**Material shown**
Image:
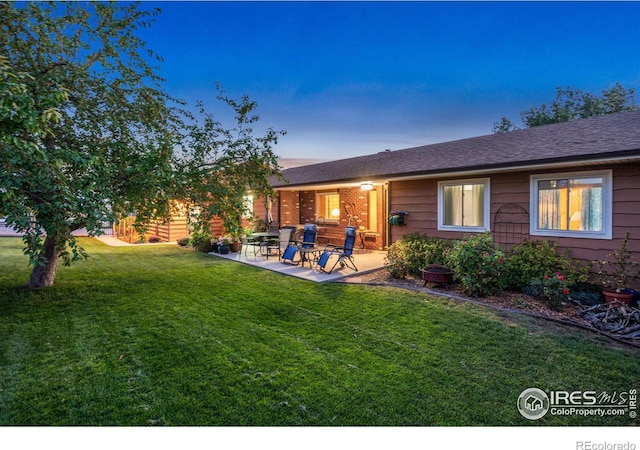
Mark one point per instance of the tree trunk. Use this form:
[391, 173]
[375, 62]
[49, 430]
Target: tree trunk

**Your objective**
With the images excluded, all entries are to be given again exactly.

**Exercise answer**
Image:
Mark one point per instance of the tree trunk. Use this form:
[391, 173]
[375, 62]
[49, 430]
Target: tree trunk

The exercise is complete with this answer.